Is there a pattern for unit/integration testing where tests that are higher level are intended to act as "gates" for other more specific tests?

Question

The motivating concept here is that the fewer tests you have, the faster your test suite runs. This kinda feels like I'm basically describing smoke tests, but I think smoke tests and other tests are commonly treated as entirely separate test suites: separate steps in a pipeline. Broadly speaking, we may have smoke, integration, and unit test suites, but they're all separate from one another.

Imagine a build pipeline set up such that an integration test on components A B and C runs, and since it's designed to be somewhat comprehensive in its checking, it's deemed safe to skip individual unit test suites under components A and B so long as this test does not fail.

In my experience this level of granularity over dispatch is not generally provided in test frameworks.

What we can expect to see is that during relatively stable periods of development, only this integration needs to be run (sort of as a smoke test), which provides potentially big gains for pipeline throughput and latency because the unit test suites are usually skipped if nothing goes wrong. The system could still opt-in to execute all unit tests in times of low load, on a schedule, and/or on demand.

This provides benefits for situations in which a heavily tested component of a project approaches maturity and the overhead of executing tests begins to impact CI resources available for other jobs. This system would be a way to provide a level of granularity of control. Being able to skip tests for systems that have not changed is kind of a base case that this generalizes.

It could be represented as a skip-dependency graph. Tests could optionally be marked as being superceded by zero or more tests and thus be skippable if all of those pass.

I like this concept because in my experience, when working on complex systems, testing (and instrumentation that goes along with it) can potentially be prohibitively resource-intensive. What this forces upon us is to at least in some significant way dismantle that instrumentation from the deployment of the build or test pipelines of the system once we finish working on a particular component. Practically speaking, pressures materialize which are proportional to the comprehensiveness of testing of a particular component, and although this does balance (in an organization that is well-adjusted!) with the relative importance of that component (and is perhaps a good natural force to regulate over-engineering tests), I sometimes end up feeling that these pressures don't actually need to exist.

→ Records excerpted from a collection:
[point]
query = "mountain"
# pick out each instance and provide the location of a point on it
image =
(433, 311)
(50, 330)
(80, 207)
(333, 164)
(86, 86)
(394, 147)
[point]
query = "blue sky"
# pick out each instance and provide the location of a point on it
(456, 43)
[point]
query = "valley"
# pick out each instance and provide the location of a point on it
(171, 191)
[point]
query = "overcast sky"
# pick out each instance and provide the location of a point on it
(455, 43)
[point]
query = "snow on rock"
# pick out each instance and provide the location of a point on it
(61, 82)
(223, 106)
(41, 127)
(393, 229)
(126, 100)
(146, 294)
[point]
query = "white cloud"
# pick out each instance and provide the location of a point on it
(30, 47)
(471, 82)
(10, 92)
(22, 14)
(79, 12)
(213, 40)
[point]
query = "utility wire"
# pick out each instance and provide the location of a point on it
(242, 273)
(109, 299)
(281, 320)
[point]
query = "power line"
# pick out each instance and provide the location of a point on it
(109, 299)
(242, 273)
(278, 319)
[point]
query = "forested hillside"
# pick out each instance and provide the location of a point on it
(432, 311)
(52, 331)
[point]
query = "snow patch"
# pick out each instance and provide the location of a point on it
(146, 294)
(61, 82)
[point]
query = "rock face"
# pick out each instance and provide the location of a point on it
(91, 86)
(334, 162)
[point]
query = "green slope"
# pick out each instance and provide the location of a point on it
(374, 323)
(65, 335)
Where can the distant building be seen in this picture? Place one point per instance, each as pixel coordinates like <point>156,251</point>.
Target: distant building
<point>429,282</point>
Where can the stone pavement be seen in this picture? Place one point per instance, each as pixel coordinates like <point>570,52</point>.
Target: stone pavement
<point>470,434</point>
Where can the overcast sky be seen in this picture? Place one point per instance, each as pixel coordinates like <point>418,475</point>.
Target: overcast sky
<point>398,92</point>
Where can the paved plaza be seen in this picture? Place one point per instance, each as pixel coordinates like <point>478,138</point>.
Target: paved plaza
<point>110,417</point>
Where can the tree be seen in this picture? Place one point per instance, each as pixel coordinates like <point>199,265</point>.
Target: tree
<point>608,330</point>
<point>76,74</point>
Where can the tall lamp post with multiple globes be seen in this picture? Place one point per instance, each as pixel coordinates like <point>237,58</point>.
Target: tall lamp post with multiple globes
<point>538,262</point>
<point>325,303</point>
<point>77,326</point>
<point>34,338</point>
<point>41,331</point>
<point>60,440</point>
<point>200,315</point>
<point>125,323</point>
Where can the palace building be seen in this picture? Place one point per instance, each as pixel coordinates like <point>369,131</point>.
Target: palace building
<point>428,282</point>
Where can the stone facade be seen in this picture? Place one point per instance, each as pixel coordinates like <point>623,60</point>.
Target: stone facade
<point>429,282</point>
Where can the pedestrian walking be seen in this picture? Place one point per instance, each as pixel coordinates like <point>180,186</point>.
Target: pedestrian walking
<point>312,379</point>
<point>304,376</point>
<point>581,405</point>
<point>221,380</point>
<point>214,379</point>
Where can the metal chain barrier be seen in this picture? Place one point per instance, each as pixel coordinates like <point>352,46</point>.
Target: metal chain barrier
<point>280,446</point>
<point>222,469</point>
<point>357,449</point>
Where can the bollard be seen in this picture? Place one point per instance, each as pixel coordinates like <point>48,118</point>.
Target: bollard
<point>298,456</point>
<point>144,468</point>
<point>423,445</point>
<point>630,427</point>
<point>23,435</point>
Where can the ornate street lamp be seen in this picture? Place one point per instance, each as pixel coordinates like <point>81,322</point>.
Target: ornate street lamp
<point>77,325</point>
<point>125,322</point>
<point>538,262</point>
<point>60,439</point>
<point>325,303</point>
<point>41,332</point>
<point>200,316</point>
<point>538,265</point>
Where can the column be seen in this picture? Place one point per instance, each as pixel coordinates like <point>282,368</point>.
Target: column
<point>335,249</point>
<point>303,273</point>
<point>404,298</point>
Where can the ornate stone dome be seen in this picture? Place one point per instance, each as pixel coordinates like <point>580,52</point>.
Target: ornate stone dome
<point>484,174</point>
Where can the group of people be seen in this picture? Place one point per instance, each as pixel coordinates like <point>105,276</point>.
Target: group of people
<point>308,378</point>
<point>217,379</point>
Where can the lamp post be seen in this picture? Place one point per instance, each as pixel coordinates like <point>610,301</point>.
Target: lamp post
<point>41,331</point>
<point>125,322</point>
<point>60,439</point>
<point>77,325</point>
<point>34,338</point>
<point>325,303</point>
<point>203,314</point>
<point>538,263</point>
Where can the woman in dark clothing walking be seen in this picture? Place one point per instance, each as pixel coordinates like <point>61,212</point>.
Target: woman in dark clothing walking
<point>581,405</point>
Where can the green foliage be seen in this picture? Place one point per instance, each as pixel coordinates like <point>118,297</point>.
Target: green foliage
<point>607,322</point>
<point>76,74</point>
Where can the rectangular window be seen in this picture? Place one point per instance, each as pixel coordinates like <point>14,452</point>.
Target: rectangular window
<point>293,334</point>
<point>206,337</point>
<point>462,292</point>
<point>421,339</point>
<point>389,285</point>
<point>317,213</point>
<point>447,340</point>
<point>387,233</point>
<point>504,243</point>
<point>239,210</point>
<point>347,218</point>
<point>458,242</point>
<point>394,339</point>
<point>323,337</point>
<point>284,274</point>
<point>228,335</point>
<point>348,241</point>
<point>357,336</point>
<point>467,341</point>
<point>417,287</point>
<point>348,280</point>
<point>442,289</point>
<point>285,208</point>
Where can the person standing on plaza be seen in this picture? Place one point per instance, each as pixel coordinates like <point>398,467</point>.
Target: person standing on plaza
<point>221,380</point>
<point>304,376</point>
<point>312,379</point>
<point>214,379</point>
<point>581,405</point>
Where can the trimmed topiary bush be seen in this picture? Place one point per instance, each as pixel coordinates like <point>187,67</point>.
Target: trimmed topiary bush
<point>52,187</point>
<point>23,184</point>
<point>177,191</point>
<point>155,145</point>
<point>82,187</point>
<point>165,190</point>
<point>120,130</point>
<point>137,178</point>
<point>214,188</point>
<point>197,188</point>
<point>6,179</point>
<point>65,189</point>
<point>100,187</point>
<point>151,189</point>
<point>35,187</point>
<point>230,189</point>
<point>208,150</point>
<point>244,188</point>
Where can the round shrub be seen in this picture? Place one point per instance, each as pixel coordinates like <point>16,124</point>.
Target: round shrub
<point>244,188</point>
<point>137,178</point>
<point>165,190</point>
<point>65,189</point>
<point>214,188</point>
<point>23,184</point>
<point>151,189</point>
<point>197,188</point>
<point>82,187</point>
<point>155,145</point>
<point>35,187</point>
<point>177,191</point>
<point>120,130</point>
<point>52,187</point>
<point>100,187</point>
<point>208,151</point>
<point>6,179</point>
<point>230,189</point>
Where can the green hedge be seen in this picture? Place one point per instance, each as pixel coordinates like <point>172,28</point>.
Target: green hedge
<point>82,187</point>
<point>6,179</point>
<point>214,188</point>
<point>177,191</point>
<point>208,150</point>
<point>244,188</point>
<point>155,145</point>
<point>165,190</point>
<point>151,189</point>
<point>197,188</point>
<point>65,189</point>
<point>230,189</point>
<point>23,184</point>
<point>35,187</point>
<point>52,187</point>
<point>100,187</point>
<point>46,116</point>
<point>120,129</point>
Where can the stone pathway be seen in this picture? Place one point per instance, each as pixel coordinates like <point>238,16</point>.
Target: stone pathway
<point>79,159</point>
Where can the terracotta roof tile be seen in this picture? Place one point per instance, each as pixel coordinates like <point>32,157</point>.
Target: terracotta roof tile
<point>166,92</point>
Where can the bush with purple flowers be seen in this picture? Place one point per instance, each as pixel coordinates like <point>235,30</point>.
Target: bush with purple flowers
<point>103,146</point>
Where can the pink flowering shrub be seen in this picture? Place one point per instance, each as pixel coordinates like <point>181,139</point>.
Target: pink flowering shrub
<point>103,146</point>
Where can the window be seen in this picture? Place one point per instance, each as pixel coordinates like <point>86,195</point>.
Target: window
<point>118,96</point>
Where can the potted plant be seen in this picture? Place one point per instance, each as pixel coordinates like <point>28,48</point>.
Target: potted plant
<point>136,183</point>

→ SET OF TASKS:
1 > Answer these questions using the question about test gating:
(a) Which components does the integration test in the imagined build pipeline run on?
(b) At what times could the system still opt in to execute all unit tests?
(c) What kind of graph could the concept be represented as?
2 > Write out the portion of the question about test gating between "Is there a pattern" and "from one another.", inclusive.
3 > Write what comes next in the question about test gating, picking up right after its final sentence.

→ TASK ANSWERS:
1 >
(a) Components A, B and C.
(b) In times of low load, on a schedule, and/or on demand.
(c) A skip-dependency graph.

2 >
Is there a pattern for unit/integration testing where tests that are higher level are intended to act as "gates" for other more specific tests?

Question

The motivating concept here is that the fewer tests you have, the faster your test suite runs. This kinda feels like I'm basically describing smoke tests, but I think smoke tests and other tests are commonly treated as entirely separate test suites: separate steps in a pipeline. Broadly speaking, we may have smoke, integration, and unit test suites, but they're all separate from one another.

3 >
It seems that a prohibitively expensive full test suite could and should exist for the entire system, and to wire it up internally in such a way that it shortcuts the bulk of low level testing under almost all typical circumstances means that it could retain all of its potential exhaustiveness while still being fast enough to actually use all the time. If I have a very low level exhaustive test of an algorithm that generates a lot of cases to validate, consuming lots of time and energy to execute, it makes a lot of sense to automatically gate a test like this on the success of a series of less expensive tests of the algorithm. If this can be done, then the exhaustive test can actually remain in the system, hooked up and ready to be called upon to provide its value when it is needed, and to not have its drawbacks (time and energy) impact the pipeline otherwise.

Are there test frameworks that provide an implementation of this concept? If so, does it have a name?

In either case, what might be some good approaches we could use to avoid overmarking and overculling the testing?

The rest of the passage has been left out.